■ **Source document**:

------------------------------------

As the manager of food services for an Elgin school district, Christina Hernandez is responsible for more than 20,000 meals a day. Of course she has a little help; state guidelines, nutritionists, parents and even an advisory council made up of students, offer valuable input for the carefully orchestrated meals that must find a balance between being healthy and good tasting.
"It's a little challenging. We're a nucleus that creates and suggests meals in order to meet the different standards. We're also trying to circumvent excessive waste, which is why we value the students' and parents' opinions so much."
When it comes to her own home cooking however, Christina likes to rely on her own creativity.
"I like to try different things -- those that are not too hard to source products -- I like to experiment and push outside the envelope," said Christina, a big fan of ethnic cuisines.
"I gravitate toward Italian comfort foods, Spanish tapas or South American styled dishes."
Blame it on her job, but Christina is also very concerned about nutrition. "Working at the schools has really opened my eyes and has influenced me in my cooking at home. I'm eating a lot of brown rice," she laughs.
Christina is an avid vegetable gardener. Christina has a summer garden every year where she grows a variety of tomatoes and other vegetables. She is excited that several schools in her district have implemented gardens that the students tend and harvest.
"The freshest food you can get is by far the best tasting food you can get. Nothing compares to it," she said. "We need to reduce the urban desert. Some kids don't realize that milk comes from cows!"
For those fruits and vegetables that she doesn't grow, she tries to go organic.

------------------------------------

■ **Listed entries**:
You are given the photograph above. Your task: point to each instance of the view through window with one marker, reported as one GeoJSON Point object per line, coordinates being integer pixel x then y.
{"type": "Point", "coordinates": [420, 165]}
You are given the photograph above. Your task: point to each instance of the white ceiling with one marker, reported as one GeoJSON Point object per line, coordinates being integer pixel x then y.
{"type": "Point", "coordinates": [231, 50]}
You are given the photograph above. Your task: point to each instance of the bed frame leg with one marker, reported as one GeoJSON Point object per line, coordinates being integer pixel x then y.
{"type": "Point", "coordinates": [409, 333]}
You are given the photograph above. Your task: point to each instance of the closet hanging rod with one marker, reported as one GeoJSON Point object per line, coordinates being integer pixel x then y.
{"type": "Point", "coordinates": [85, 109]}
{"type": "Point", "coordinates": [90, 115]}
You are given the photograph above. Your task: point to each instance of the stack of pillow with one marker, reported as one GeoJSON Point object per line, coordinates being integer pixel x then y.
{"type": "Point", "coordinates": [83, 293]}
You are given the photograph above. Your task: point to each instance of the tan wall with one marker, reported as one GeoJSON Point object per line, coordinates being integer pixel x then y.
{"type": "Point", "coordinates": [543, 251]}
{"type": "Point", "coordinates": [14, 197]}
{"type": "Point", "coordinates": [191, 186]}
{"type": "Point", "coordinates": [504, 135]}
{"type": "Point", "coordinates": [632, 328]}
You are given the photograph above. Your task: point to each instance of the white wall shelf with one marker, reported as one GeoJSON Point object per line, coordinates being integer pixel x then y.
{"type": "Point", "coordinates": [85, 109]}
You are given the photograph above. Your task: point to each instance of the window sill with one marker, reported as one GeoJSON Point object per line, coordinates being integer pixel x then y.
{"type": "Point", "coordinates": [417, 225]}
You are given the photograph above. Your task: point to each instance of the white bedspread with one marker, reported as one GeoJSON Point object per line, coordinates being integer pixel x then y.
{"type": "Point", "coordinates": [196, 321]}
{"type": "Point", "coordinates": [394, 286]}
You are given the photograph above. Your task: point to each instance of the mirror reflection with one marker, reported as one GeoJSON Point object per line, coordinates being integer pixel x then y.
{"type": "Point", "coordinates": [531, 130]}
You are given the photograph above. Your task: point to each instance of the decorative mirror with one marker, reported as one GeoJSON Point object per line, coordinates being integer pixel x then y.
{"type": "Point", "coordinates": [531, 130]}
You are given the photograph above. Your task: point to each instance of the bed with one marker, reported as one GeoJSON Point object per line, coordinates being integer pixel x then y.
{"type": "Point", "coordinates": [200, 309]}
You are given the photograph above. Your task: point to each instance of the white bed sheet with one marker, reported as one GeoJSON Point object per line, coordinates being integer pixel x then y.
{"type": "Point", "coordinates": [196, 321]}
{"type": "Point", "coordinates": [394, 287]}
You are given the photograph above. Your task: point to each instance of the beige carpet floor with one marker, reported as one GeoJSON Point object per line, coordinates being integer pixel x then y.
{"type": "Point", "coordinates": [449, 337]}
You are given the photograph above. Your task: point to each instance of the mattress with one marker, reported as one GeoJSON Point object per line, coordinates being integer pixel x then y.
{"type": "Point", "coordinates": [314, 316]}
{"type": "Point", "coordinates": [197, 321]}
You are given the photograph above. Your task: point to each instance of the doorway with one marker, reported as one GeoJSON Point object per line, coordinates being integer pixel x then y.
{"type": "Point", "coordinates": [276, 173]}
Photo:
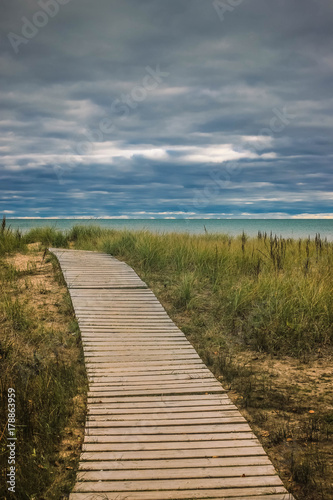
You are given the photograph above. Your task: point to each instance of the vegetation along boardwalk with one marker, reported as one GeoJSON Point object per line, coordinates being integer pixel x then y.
{"type": "Point", "coordinates": [159, 425]}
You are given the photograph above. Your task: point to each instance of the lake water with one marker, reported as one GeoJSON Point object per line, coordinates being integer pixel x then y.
{"type": "Point", "coordinates": [288, 228]}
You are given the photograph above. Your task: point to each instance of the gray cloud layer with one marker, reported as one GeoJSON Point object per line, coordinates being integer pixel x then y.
{"type": "Point", "coordinates": [121, 107]}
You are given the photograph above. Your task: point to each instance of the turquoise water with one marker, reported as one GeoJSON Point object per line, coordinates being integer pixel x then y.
{"type": "Point", "coordinates": [288, 228]}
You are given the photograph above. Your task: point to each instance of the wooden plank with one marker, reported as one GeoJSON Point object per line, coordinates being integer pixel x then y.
{"type": "Point", "coordinates": [172, 441]}
{"type": "Point", "coordinates": [181, 484]}
{"type": "Point", "coordinates": [169, 450]}
{"type": "Point", "coordinates": [265, 493]}
{"type": "Point", "coordinates": [169, 429]}
{"type": "Point", "coordinates": [176, 463]}
{"type": "Point", "coordinates": [176, 473]}
{"type": "Point", "coordinates": [159, 425]}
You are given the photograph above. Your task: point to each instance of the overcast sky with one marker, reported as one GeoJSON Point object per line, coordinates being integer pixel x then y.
{"type": "Point", "coordinates": [166, 108]}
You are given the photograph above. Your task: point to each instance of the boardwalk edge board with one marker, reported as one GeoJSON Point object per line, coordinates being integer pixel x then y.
{"type": "Point", "coordinates": [159, 425]}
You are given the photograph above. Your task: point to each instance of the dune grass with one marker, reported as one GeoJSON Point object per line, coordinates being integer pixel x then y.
{"type": "Point", "coordinates": [41, 359]}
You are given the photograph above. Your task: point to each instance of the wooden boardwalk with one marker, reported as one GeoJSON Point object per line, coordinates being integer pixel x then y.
{"type": "Point", "coordinates": [159, 425]}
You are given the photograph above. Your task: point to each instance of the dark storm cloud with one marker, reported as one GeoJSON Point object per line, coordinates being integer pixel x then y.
{"type": "Point", "coordinates": [126, 107]}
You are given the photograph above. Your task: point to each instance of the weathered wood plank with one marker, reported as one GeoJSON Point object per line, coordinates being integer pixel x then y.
{"type": "Point", "coordinates": [159, 425]}
{"type": "Point", "coordinates": [265, 493]}
{"type": "Point", "coordinates": [181, 484]}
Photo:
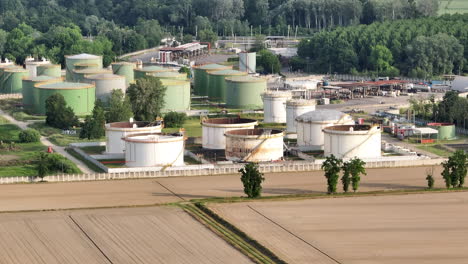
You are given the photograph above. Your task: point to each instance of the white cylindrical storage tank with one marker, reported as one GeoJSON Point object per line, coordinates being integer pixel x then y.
{"type": "Point", "coordinates": [295, 108]}
{"type": "Point", "coordinates": [254, 145]}
{"type": "Point", "coordinates": [274, 106]}
{"type": "Point", "coordinates": [115, 132]}
{"type": "Point", "coordinates": [105, 83]}
{"type": "Point", "coordinates": [310, 125]}
{"type": "Point", "coordinates": [349, 141]}
{"type": "Point", "coordinates": [248, 62]}
{"type": "Point", "coordinates": [154, 150]}
{"type": "Point", "coordinates": [215, 128]}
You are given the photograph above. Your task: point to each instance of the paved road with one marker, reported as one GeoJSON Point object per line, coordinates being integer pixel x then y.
{"type": "Point", "coordinates": [46, 142]}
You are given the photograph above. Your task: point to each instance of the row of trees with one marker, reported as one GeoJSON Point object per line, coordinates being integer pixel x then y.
{"type": "Point", "coordinates": [420, 48]}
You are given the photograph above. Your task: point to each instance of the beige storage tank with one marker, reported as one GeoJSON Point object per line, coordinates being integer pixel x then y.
{"type": "Point", "coordinates": [214, 129]}
{"type": "Point", "coordinates": [310, 127]}
{"type": "Point", "coordinates": [154, 150]}
{"type": "Point", "coordinates": [115, 132]}
{"type": "Point", "coordinates": [254, 145]}
{"type": "Point", "coordinates": [349, 141]}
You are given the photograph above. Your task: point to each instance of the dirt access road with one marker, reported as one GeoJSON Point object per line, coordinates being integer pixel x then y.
{"type": "Point", "coordinates": [428, 228]}
{"type": "Point", "coordinates": [49, 196]}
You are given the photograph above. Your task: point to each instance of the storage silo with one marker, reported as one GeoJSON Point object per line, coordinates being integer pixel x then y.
{"type": "Point", "coordinates": [200, 77]}
{"type": "Point", "coordinates": [31, 66]}
{"type": "Point", "coordinates": [295, 108]}
{"type": "Point", "coordinates": [125, 69]}
{"type": "Point", "coordinates": [310, 127]}
{"type": "Point", "coordinates": [143, 72]}
{"type": "Point", "coordinates": [28, 88]}
{"type": "Point", "coordinates": [349, 141]}
{"type": "Point", "coordinates": [173, 75]}
{"type": "Point", "coordinates": [245, 92]}
{"type": "Point", "coordinates": [79, 96]}
{"type": "Point", "coordinates": [274, 106]}
{"type": "Point", "coordinates": [254, 145]}
{"type": "Point", "coordinates": [12, 80]}
{"type": "Point", "coordinates": [177, 97]}
{"type": "Point", "coordinates": [83, 58]}
{"type": "Point", "coordinates": [217, 83]}
{"type": "Point", "coordinates": [105, 83]}
{"type": "Point", "coordinates": [53, 70]}
{"type": "Point", "coordinates": [213, 130]}
{"type": "Point", "coordinates": [115, 132]}
{"type": "Point", "coordinates": [248, 62]}
{"type": "Point", "coordinates": [80, 75]}
{"type": "Point", "coordinates": [154, 150]}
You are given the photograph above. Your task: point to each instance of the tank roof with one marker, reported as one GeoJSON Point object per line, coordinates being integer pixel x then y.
{"type": "Point", "coordinates": [227, 72]}
{"type": "Point", "coordinates": [245, 79]}
{"type": "Point", "coordinates": [83, 56]}
{"type": "Point", "coordinates": [64, 86]}
{"type": "Point", "coordinates": [323, 115]}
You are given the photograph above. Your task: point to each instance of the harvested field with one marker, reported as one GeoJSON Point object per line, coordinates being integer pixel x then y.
{"type": "Point", "coordinates": [417, 228]}
{"type": "Point", "coordinates": [137, 235]}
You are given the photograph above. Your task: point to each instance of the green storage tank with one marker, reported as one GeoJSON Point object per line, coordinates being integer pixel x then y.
{"type": "Point", "coordinates": [217, 83]}
{"type": "Point", "coordinates": [28, 88]}
{"type": "Point", "coordinates": [200, 77]}
{"type": "Point", "coordinates": [125, 69]}
{"type": "Point", "coordinates": [447, 131]}
{"type": "Point", "coordinates": [52, 70]}
{"type": "Point", "coordinates": [177, 97]}
{"type": "Point", "coordinates": [81, 59]}
{"type": "Point", "coordinates": [141, 73]}
{"type": "Point", "coordinates": [244, 92]}
{"type": "Point", "coordinates": [80, 75]}
{"type": "Point", "coordinates": [173, 75]}
{"type": "Point", "coordinates": [12, 80]}
{"type": "Point", "coordinates": [79, 96]}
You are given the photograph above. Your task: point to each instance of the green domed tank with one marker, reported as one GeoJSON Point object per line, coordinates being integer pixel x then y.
{"type": "Point", "coordinates": [244, 92]}
{"type": "Point", "coordinates": [177, 97]}
{"type": "Point", "coordinates": [200, 77]}
{"type": "Point", "coordinates": [143, 72]}
{"type": "Point", "coordinates": [12, 80]}
{"type": "Point", "coordinates": [84, 58]}
{"type": "Point", "coordinates": [217, 83]}
{"type": "Point", "coordinates": [79, 96]}
{"type": "Point", "coordinates": [52, 70]}
{"type": "Point", "coordinates": [28, 88]}
{"type": "Point", "coordinates": [125, 69]}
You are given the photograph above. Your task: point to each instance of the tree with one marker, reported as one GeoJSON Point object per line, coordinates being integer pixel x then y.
{"type": "Point", "coordinates": [147, 98]}
{"type": "Point", "coordinates": [332, 168]}
{"type": "Point", "coordinates": [174, 119]}
{"type": "Point", "coordinates": [252, 180]}
{"type": "Point", "coordinates": [93, 126]}
{"type": "Point", "coordinates": [120, 108]}
{"type": "Point", "coordinates": [58, 114]}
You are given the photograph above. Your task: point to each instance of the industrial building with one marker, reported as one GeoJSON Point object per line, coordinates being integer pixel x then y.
{"type": "Point", "coordinates": [213, 130]}
{"type": "Point", "coordinates": [274, 106]}
{"type": "Point", "coordinates": [254, 145]}
{"type": "Point", "coordinates": [245, 92]}
{"type": "Point", "coordinates": [296, 108]}
{"type": "Point", "coordinates": [201, 77]}
{"type": "Point", "coordinates": [217, 83]}
{"type": "Point", "coordinates": [105, 83]}
{"type": "Point", "coordinates": [79, 96]}
{"type": "Point", "coordinates": [115, 132]}
{"type": "Point", "coordinates": [349, 141]}
{"type": "Point", "coordinates": [154, 150]}
{"type": "Point", "coordinates": [177, 96]}
{"type": "Point", "coordinates": [310, 127]}
{"type": "Point", "coordinates": [28, 88]}
{"type": "Point", "coordinates": [125, 69]}
{"type": "Point", "coordinates": [83, 60]}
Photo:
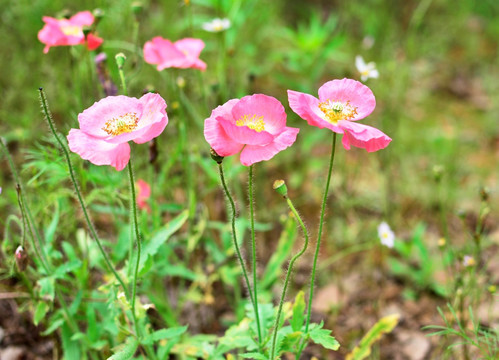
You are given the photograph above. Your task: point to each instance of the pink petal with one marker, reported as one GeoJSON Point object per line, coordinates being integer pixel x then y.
{"type": "Point", "coordinates": [98, 151]}
{"type": "Point", "coordinates": [93, 119]}
{"type": "Point", "coordinates": [218, 139]}
{"type": "Point", "coordinates": [307, 107]}
{"type": "Point", "coordinates": [93, 41]}
{"type": "Point", "coordinates": [154, 118]}
{"type": "Point", "coordinates": [83, 18]}
{"type": "Point", "coordinates": [363, 136]}
{"type": "Point", "coordinates": [271, 109]}
{"type": "Point", "coordinates": [243, 134]}
{"type": "Point", "coordinates": [252, 154]}
{"type": "Point", "coordinates": [358, 94]}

------------------------------------

■ **Required work**:
(1) Name every source that the profile of Christina Hernandez says provides input for the district's school meals.
(2) Reproduce the profile of Christina Hernandez from "When it comes" to "of ethnic cuisines.", with "play around" substituted for "experiment".
(3) Write the next part of the profile of Christina Hernandez, picking up after its final sentence.
Nothing in the records is needed here.

■ **Task-by-task answers**:
(1) State guidelines, nutritionists, parents, and an advisory council made up of students.

(2)
When it comes to her own home cooking however, Christina likes to rely on her own creativity.
"I like to try different things -- those that are not too hard to source products -- I like to play around and push outside the envelope," said Christina, a big fan of ethnic cuisines.

(3)
"Sometimes it's a little pricey. I'm hoping organic foods become more accessible and the prices become more reasonable."
Christina has very fond memories of baking cookies with her mother when she was young.
"I always felt so proud and accomplished." In fact, she loved cooking so much that she filled all her electives in high school with cooking classes. She even managed to finagle her way out of the sewing portion of home economics, so she could take more cooking classes. After she graduated from college with a degree in hospitality, she still hadn't had enough of cooking and went on to Kendall College to earn her culinary degree, all while gaining valuable experience in the restaurant business. Christina has worked the front and the back of several restaurants, as server, manager, bartender and cook. She's also enjoyed a stint at the cooking specialty store, Sur La Table.
Many of our Cooks of the Week can be easily divided into two categories, cooks and bakers. Christina however fits in both categories.
"Ironically, I like to bake even though it is such a science. I do a lot of butter cookies and cakes for friends and family as a sort of side hobby. I make breads and muffins, things I can keep well in the freezer and pull out when needed with a 'guess what we're having' for guests."
Christina enjoys entertaining, coming up with fun party themes for the food.
"I don't like to be the only one cooking however, so I usually have everyone brings one dish, like with a Spanish tapas party, it becomes a feast when everyone brings something!"
One thing is certain, for a party like that "circumventing excessive waste" is not a concern!